For the data below, please report each line where the word "knife" is found.

● ● ● ● ●

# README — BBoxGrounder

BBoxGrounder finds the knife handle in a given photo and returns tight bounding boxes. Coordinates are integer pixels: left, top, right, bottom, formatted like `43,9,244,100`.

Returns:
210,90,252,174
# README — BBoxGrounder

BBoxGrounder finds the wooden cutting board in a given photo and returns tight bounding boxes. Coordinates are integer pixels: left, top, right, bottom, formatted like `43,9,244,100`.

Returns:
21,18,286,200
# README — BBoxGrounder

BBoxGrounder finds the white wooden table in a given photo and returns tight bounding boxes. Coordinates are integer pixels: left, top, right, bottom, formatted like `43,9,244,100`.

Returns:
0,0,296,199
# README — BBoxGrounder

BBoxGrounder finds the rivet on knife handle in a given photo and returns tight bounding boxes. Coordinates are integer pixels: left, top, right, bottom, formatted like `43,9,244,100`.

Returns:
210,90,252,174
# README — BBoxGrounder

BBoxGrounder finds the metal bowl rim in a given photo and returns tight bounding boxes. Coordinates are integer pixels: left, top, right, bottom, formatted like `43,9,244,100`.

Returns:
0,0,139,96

● ● ● ● ●

§ **RESPONSE AREA**:
BBoxGrounder finds the knife handle in a given photo and returns tight bounding boxes. Coordinates are integer pixels: left, top, right, bottom, formatted like `43,9,244,100`.
BBoxGrounder finds the rivet on knife handle in a given photo and returns tight bounding boxes. Coordinates are integer pixels: left, top, right, bottom, formatted like `43,9,244,100`.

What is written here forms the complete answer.